Data to use »
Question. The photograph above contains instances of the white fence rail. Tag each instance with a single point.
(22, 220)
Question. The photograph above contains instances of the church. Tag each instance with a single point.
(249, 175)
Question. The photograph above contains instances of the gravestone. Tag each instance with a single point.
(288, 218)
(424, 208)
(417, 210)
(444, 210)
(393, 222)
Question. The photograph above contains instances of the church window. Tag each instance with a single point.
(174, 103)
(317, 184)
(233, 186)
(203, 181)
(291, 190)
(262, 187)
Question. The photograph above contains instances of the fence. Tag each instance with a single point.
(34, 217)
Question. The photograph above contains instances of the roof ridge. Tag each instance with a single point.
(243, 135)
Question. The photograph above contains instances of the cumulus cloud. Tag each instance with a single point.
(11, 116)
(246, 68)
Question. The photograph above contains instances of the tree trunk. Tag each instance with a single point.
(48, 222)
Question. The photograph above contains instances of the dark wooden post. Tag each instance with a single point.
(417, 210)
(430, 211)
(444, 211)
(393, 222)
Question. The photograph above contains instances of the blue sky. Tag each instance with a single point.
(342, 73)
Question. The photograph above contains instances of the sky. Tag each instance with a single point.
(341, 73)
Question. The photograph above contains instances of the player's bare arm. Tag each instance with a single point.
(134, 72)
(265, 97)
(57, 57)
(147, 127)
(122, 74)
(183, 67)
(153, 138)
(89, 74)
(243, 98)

Problem description » The response must contain every entry, each one identical to the original.

Reply to the exercise »
Question. The photograph above contains instances of the white fence rail. Tag each instance with a single point.
(22, 220)
Question. The photograph above contains instances of the church. Tag each instance with a single point.
(249, 175)
Question. The photograph above contains instances of the gravestone. Tag each instance with a single point.
(288, 218)
(424, 208)
(417, 210)
(444, 210)
(393, 222)
Question. The photograph above contains instances of the church window. Tag each instance with a single point.
(174, 103)
(317, 184)
(233, 186)
(203, 181)
(291, 190)
(262, 187)
Question. The photograph above contains instances of the fence. Tag each instance with a single point.
(34, 217)
Question. The photograph above contains instances of the roof ridge. Tag each instance with a single point.
(243, 135)
Question. The photograph above contains instances of the cumulus cloud. Tag each instance with a single point.
(11, 116)
(246, 68)
Question. The photograph above contains instances of the tree trunk. Tag each instance with a single point.
(48, 222)
Question. The photograph above contains instances of the dark wooden post. Tag each instance with a single point.
(417, 210)
(430, 211)
(444, 211)
(393, 222)
Question. The photograph above contains instances of the blue sky. Tag each instance with a single point.
(342, 73)
Question. The photograph above contains instances of the sky. Tag each instance with a single point.
(341, 73)
Question. The photograph above contains instances of the player's bare arm. Tag each instance with a single point.
(134, 72)
(265, 97)
(57, 57)
(147, 127)
(122, 74)
(183, 67)
(153, 138)
(89, 74)
(243, 98)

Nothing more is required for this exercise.